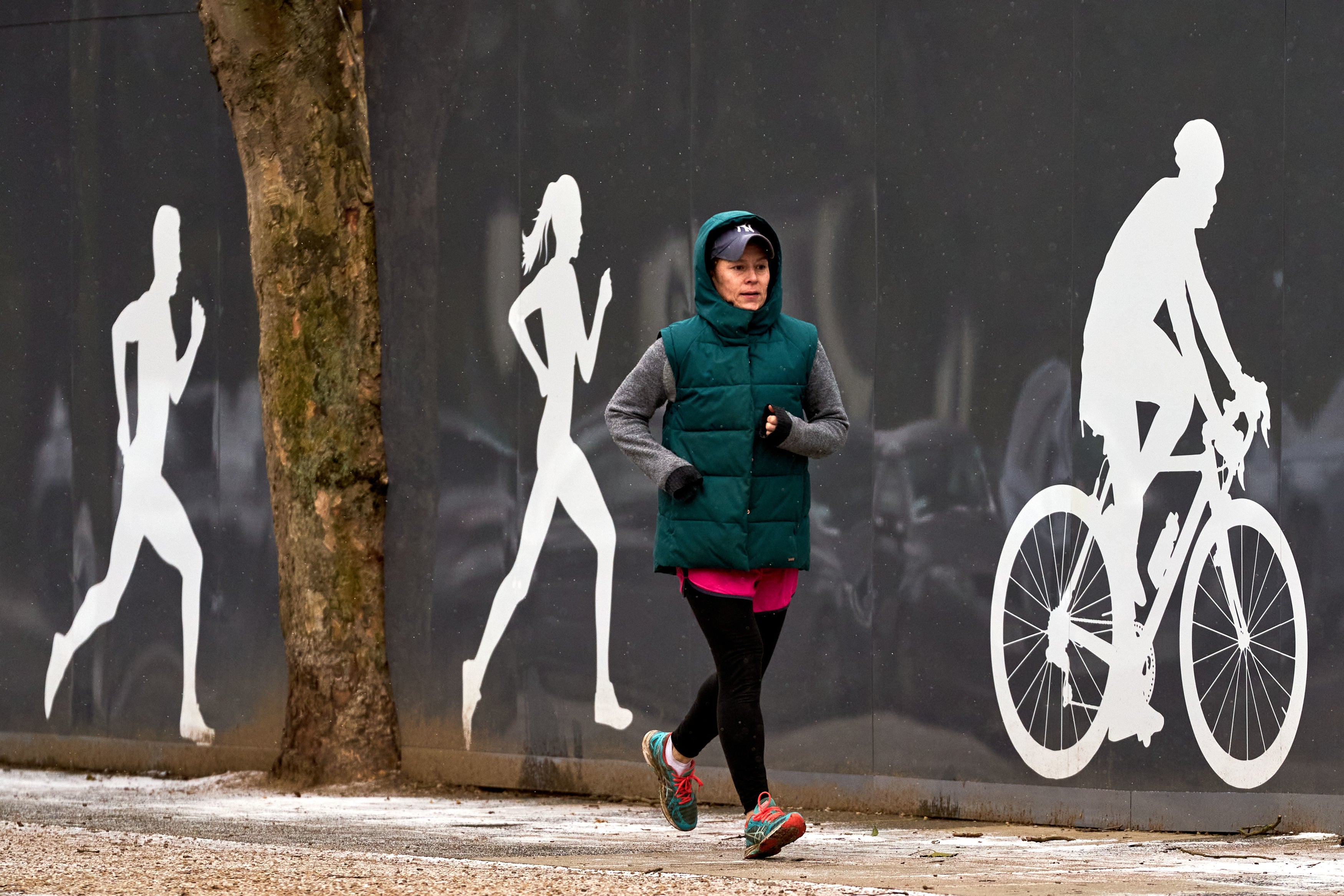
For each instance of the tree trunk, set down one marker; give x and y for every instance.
(292, 77)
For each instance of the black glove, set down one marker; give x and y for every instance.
(683, 483)
(783, 427)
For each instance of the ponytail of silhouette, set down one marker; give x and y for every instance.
(561, 213)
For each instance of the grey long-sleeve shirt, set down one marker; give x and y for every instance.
(651, 384)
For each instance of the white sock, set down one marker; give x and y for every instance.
(679, 767)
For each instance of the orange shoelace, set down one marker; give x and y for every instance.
(766, 813)
(683, 785)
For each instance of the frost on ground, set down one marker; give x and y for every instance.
(140, 835)
(61, 860)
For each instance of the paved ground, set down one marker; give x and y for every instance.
(64, 833)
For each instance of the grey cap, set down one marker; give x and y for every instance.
(733, 242)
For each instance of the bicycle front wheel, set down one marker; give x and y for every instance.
(1244, 691)
(1051, 602)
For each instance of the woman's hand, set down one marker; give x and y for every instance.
(775, 425)
(604, 289)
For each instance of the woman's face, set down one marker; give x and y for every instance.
(745, 283)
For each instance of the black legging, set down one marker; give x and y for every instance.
(742, 643)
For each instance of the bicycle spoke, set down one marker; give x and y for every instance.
(1214, 655)
(1273, 678)
(1255, 570)
(1023, 621)
(1008, 644)
(1203, 696)
(1045, 671)
(1096, 687)
(1033, 594)
(1223, 704)
(1271, 629)
(1269, 699)
(1092, 605)
(1261, 590)
(1030, 684)
(1217, 606)
(1025, 660)
(1272, 601)
(1287, 656)
(1041, 565)
(1221, 635)
(1054, 557)
(1260, 724)
(1097, 573)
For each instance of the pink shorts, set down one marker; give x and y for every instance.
(768, 589)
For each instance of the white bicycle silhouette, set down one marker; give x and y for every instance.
(1242, 622)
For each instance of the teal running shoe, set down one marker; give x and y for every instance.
(771, 829)
(677, 794)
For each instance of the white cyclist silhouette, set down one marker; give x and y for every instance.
(150, 511)
(562, 472)
(1072, 661)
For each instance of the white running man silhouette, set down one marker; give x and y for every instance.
(150, 509)
(562, 471)
(1128, 358)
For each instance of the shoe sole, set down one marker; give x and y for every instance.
(663, 788)
(783, 836)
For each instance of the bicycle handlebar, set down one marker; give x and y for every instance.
(1223, 437)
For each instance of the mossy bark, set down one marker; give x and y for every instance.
(292, 78)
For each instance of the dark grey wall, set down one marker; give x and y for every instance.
(112, 112)
(947, 180)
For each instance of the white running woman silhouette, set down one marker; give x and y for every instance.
(562, 472)
(150, 509)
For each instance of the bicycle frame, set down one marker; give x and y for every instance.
(1213, 495)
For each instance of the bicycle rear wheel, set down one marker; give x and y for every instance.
(1244, 695)
(1050, 689)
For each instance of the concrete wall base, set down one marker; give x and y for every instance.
(968, 800)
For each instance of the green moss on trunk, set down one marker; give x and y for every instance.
(292, 78)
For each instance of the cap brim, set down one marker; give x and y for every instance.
(738, 244)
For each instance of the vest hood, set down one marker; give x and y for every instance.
(734, 324)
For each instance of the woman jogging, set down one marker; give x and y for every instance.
(562, 471)
(750, 397)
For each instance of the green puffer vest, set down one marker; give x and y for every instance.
(729, 363)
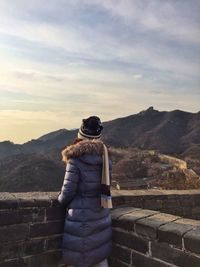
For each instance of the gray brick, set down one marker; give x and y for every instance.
(148, 226)
(121, 253)
(12, 263)
(130, 240)
(141, 260)
(14, 232)
(113, 262)
(127, 221)
(175, 256)
(55, 213)
(50, 259)
(17, 216)
(192, 241)
(173, 232)
(54, 242)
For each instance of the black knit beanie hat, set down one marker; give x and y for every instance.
(90, 128)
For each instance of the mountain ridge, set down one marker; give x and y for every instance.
(172, 132)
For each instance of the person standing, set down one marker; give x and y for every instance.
(87, 238)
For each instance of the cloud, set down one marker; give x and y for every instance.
(77, 57)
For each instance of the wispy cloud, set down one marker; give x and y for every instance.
(73, 58)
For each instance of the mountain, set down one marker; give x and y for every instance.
(169, 132)
(173, 132)
(36, 165)
(33, 172)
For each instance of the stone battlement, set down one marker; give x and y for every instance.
(31, 226)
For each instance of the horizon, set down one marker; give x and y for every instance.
(63, 61)
(77, 127)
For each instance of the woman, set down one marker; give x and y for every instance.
(86, 194)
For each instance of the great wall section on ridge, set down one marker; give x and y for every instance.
(148, 229)
(143, 183)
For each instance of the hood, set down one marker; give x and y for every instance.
(89, 151)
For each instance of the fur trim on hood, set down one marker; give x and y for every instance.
(81, 148)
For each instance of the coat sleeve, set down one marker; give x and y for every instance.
(70, 182)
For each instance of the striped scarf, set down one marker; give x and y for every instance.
(106, 199)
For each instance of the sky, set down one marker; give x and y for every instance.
(61, 61)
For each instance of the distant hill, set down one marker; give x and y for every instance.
(173, 132)
(36, 165)
(31, 172)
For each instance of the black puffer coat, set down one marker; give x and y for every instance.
(87, 230)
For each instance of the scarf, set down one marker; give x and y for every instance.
(106, 199)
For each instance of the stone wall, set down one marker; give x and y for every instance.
(146, 238)
(181, 164)
(184, 203)
(31, 227)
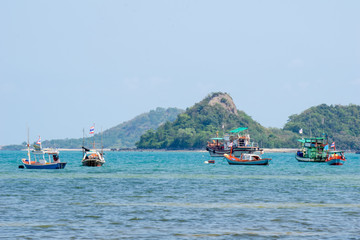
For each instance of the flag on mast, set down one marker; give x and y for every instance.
(39, 141)
(92, 129)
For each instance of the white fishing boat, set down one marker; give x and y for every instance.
(92, 157)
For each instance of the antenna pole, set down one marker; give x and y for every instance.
(83, 142)
(94, 137)
(29, 155)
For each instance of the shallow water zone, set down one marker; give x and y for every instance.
(175, 195)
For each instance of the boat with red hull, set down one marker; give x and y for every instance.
(247, 159)
(335, 158)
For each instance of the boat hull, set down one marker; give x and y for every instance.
(92, 163)
(303, 159)
(60, 165)
(237, 161)
(217, 152)
(335, 162)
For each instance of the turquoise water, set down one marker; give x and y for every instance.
(174, 195)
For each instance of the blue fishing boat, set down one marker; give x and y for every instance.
(247, 159)
(335, 158)
(42, 158)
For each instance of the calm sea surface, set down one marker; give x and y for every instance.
(175, 195)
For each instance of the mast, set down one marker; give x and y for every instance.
(102, 146)
(29, 155)
(83, 142)
(94, 138)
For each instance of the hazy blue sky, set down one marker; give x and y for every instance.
(67, 64)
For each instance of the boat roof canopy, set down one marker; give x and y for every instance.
(237, 130)
(217, 138)
(310, 139)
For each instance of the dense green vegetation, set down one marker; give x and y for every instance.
(175, 129)
(121, 136)
(340, 123)
(193, 128)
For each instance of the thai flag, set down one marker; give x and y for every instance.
(92, 130)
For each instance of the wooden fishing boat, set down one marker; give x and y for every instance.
(235, 139)
(42, 158)
(335, 158)
(92, 158)
(313, 149)
(247, 159)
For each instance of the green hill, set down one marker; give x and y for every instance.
(194, 127)
(340, 123)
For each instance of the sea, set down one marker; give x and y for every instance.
(176, 195)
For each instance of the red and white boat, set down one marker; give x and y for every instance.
(247, 159)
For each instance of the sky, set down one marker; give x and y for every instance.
(65, 65)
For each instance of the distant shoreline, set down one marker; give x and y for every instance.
(266, 150)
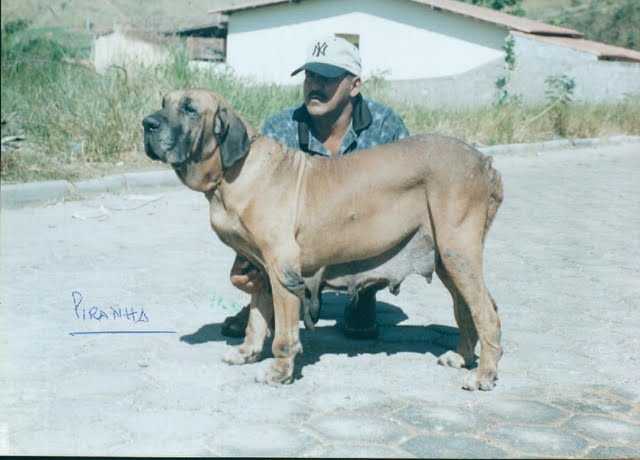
==============================
(TASK DETAILS) Render the stretch of rows from the line containing "For each instance of the bicycle front" through the line containing "(1242, 622)" as a Markdown table with two columns, Num and Line. Number each line and leave out any blank ones.

(THE SOLUTION)
| Num | Line |
|---|---|
| 1 | For each instance of the bicycle front wheel, set down one marker; give x and y for every instance. |
| 2 | (1244, 691) |
| 3 | (1051, 602) |
| 4 | For each instance of the woman's hand, set down one marker; give x and y for every instance. |
| 5 | (775, 425) |
| 6 | (604, 289) |
| 7 | For each instance of the woman's face, set down one marker; give x and y for every instance. |
| 8 | (745, 283) |
| 9 | For each instance of the black legging, set down one marker; give x and y for every instance. |
| 10 | (742, 643) |
| 11 | For each instance of the bicycle spoke, set down one marker; give x and y for every instance. |
| 12 | (1214, 655) |
| 13 | (1273, 678) |
| 14 | (1255, 570) |
| 15 | (1023, 621) |
| 16 | (1008, 644) |
| 17 | (1203, 696) |
| 18 | (1045, 671) |
| 19 | (1096, 687) |
| 20 | (1033, 594) |
| 21 | (1223, 704) |
| 22 | (1271, 629) |
| 23 | (1269, 699) |
| 24 | (1092, 605) |
| 25 | (1261, 590) |
| 26 | (1030, 684) |
| 27 | (1217, 606) |
| 28 | (1025, 660) |
| 29 | (1272, 601) |
| 30 | (1287, 656) |
| 31 | (1041, 565) |
| 32 | (1221, 635) |
| 33 | (1054, 557) |
| 34 | (1260, 724) |
| 35 | (1097, 573) |
| 36 | For each instance of the pink shorts, set down one marker; give x and y for every instance. |
| 37 | (768, 589) |
| 38 | For each instance of the white bicycle silhouette, set down one marker; give x and y for every instance. |
| 39 | (1242, 622) |